*** INPUT ***
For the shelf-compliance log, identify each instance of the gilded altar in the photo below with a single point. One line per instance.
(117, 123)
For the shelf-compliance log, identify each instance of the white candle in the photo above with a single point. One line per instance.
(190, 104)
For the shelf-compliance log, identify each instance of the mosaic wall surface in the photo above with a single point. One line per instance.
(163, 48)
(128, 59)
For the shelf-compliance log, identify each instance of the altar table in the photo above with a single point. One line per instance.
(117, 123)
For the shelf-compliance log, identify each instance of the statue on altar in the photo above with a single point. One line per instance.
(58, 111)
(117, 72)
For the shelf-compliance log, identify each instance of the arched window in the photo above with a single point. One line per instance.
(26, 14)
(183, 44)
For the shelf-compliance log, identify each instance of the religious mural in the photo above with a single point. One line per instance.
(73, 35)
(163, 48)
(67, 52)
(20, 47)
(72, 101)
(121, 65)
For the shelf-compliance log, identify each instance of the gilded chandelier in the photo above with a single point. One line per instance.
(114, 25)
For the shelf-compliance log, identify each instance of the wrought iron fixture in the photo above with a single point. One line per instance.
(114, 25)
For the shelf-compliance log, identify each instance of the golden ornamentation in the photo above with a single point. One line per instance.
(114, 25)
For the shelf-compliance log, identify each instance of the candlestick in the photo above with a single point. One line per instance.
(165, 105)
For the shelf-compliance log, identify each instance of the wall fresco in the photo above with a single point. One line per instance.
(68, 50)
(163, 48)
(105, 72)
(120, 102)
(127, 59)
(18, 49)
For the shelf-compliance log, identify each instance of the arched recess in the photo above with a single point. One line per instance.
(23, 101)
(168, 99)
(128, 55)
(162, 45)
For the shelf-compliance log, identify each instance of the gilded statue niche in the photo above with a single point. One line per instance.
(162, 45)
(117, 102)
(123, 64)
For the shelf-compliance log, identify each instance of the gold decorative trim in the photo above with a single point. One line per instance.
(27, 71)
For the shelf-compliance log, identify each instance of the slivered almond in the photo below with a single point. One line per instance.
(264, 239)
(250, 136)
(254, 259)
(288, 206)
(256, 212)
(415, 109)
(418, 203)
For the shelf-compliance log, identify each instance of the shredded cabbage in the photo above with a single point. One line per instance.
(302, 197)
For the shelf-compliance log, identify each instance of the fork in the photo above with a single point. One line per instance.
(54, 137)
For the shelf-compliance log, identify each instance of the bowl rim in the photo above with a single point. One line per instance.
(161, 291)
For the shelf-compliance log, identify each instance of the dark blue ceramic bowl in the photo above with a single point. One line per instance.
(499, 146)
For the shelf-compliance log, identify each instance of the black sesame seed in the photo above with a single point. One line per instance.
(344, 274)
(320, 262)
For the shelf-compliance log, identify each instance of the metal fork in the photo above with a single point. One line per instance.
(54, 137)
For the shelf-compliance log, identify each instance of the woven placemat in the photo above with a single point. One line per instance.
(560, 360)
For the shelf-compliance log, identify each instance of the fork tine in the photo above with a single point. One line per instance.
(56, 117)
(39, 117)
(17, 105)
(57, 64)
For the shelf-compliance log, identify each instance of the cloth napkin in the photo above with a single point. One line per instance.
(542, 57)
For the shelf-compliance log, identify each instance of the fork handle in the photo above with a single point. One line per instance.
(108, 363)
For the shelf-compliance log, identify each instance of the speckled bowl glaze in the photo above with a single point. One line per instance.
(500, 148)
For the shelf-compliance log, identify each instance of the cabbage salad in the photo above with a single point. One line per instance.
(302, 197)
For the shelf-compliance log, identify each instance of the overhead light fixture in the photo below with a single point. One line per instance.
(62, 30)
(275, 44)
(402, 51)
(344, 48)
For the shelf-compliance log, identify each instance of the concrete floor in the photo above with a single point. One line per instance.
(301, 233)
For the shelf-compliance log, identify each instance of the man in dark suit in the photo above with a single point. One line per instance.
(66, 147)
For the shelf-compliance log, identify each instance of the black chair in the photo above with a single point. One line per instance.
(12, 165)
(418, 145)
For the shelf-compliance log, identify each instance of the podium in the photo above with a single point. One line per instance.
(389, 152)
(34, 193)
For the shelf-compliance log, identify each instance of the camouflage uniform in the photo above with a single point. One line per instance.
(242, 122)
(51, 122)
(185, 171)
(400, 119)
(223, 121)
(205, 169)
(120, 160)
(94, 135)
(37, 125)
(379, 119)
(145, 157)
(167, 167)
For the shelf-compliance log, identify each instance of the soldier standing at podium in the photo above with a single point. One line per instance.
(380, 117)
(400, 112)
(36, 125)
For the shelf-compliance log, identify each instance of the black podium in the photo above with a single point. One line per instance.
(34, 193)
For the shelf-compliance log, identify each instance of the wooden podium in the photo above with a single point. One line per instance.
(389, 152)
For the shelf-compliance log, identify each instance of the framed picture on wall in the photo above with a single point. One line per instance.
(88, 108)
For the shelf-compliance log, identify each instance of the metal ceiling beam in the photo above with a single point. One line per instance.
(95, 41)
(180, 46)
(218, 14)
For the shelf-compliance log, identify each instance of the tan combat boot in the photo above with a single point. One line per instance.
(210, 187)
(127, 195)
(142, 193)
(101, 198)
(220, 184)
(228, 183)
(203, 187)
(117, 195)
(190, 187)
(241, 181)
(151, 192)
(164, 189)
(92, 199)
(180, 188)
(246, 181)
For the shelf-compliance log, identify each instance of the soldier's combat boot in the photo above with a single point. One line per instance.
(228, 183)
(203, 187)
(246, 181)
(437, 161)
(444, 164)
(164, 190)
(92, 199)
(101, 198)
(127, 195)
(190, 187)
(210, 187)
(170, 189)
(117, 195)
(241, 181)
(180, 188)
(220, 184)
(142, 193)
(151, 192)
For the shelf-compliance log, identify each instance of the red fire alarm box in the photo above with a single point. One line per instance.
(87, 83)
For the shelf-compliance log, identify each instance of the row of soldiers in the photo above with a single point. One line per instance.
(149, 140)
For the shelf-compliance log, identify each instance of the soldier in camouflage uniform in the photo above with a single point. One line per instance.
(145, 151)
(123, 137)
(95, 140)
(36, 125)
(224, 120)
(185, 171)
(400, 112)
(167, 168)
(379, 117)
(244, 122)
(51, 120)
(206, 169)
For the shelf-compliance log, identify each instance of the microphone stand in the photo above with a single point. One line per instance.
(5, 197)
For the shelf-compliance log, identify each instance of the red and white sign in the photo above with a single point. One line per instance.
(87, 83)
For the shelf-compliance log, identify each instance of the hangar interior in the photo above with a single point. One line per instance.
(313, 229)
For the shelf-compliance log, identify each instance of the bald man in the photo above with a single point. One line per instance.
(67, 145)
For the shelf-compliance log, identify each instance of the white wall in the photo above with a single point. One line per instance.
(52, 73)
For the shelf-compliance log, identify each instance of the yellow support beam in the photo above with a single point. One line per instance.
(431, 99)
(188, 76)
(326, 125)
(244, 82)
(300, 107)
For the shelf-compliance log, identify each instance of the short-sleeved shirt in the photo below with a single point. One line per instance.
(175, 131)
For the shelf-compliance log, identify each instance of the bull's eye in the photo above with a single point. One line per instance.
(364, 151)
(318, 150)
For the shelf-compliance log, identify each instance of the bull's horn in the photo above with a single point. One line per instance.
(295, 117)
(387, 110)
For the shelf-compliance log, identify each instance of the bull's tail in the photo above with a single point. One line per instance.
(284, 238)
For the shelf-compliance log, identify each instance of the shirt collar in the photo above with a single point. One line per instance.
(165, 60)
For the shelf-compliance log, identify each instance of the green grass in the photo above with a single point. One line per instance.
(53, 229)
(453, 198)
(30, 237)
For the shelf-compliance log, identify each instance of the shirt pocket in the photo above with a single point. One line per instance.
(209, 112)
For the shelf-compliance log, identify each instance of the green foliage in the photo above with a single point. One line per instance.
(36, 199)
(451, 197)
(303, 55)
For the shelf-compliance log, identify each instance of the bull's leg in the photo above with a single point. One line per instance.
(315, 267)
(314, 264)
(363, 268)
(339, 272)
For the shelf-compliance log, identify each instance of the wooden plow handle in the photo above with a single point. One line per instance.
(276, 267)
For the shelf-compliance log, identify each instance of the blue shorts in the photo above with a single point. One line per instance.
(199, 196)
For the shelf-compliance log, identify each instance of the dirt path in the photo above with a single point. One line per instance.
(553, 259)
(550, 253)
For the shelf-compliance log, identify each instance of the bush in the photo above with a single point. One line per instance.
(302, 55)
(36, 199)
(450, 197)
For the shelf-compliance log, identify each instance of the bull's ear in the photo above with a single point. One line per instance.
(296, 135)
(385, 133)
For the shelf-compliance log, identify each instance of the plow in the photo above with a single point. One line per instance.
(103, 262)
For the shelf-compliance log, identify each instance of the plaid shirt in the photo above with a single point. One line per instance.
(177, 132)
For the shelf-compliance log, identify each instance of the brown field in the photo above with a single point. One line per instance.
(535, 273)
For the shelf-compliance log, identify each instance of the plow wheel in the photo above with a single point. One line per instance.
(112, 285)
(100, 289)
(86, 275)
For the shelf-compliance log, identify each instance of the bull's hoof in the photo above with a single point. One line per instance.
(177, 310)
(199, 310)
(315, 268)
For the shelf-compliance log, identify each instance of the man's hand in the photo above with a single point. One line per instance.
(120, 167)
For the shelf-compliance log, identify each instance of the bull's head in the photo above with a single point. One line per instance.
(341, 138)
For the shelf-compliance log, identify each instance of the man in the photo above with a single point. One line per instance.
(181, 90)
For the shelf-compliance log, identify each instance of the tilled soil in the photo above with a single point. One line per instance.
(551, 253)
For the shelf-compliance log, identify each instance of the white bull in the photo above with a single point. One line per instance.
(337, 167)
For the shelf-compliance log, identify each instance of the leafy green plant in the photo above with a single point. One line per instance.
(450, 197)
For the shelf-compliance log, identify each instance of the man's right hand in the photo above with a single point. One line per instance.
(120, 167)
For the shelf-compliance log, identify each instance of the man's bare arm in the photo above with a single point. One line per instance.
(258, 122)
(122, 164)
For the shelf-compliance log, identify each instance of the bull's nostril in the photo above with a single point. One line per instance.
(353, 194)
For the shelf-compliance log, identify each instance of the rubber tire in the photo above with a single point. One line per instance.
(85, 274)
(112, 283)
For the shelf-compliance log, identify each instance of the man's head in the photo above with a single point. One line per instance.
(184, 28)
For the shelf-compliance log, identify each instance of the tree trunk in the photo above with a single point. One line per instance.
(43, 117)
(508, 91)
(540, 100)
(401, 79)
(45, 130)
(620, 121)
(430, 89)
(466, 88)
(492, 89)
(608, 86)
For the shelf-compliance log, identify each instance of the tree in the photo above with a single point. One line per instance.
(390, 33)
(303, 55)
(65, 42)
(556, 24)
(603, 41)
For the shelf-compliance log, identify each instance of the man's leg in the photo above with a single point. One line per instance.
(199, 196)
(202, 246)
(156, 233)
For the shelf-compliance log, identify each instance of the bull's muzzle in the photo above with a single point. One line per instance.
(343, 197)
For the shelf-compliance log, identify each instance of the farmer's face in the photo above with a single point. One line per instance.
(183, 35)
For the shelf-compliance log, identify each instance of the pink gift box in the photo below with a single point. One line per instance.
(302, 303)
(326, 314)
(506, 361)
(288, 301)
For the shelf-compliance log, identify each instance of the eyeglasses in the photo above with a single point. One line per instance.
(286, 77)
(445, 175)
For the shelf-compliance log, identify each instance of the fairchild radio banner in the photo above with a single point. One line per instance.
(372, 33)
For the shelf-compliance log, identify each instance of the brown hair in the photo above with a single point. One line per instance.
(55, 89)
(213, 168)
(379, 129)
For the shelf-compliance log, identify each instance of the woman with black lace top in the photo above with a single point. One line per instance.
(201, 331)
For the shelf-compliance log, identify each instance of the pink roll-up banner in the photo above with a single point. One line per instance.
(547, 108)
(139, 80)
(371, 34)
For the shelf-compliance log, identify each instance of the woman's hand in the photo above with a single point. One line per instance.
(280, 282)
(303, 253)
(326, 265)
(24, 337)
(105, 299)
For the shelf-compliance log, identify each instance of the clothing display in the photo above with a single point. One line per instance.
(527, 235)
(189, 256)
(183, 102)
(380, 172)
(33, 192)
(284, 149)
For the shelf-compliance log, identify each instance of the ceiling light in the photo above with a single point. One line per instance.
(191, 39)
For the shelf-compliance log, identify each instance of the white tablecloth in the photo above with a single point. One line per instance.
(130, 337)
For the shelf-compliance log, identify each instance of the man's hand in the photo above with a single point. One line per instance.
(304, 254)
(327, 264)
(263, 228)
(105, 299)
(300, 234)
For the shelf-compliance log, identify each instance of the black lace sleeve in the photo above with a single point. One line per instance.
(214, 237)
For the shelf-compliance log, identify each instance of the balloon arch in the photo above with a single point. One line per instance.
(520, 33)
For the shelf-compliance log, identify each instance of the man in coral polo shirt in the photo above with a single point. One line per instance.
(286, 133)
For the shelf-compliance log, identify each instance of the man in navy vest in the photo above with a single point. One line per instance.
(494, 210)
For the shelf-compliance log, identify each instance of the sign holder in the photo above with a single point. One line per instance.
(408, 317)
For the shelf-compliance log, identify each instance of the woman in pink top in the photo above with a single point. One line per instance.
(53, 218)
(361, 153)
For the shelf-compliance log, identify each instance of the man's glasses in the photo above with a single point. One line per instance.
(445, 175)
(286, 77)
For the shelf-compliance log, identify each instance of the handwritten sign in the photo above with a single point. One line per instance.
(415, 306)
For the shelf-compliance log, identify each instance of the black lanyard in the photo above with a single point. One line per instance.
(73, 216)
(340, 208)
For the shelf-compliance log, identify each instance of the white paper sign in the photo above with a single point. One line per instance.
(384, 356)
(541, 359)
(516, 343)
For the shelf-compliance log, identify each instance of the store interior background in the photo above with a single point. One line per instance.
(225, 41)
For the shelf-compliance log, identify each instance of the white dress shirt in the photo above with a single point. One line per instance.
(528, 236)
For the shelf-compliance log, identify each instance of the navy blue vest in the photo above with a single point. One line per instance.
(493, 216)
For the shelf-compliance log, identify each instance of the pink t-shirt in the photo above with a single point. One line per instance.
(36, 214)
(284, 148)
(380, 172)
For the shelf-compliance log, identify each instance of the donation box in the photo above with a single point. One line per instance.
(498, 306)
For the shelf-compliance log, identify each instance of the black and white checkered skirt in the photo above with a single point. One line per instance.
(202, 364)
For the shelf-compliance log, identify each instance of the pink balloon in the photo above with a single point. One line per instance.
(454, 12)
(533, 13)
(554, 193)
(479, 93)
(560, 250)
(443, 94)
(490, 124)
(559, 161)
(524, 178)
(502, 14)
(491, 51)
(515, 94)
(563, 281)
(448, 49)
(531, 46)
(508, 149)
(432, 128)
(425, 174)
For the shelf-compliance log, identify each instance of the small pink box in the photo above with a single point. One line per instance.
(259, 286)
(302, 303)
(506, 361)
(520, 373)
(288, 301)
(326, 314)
***
EXERCISE AIM: Copy verbatim every line from the one containing "of the donation" through the end of the items.

COMPLETE ANSWER:
For the shelf-compliance log, identify each instance of the donation box in the photo above with a single point. One line per instance.
(498, 306)
For the shelf-compliance log, identify each instance of the black and white checkered skirt in the photo above with a single point. One line per instance.
(202, 364)
For the shelf-compliance log, identify each instance of the pink balloon in the photo above with a single point. One line per instance.
(454, 12)
(533, 13)
(554, 193)
(479, 93)
(560, 250)
(443, 94)
(490, 124)
(559, 161)
(524, 178)
(502, 14)
(491, 51)
(515, 94)
(563, 281)
(448, 49)
(531, 46)
(508, 149)
(432, 128)
(425, 174)
For the shelf-compliance log, identify each instance of the small pink box in the photo above with a single point. One line per instance.
(259, 286)
(302, 303)
(506, 361)
(520, 373)
(288, 301)
(326, 314)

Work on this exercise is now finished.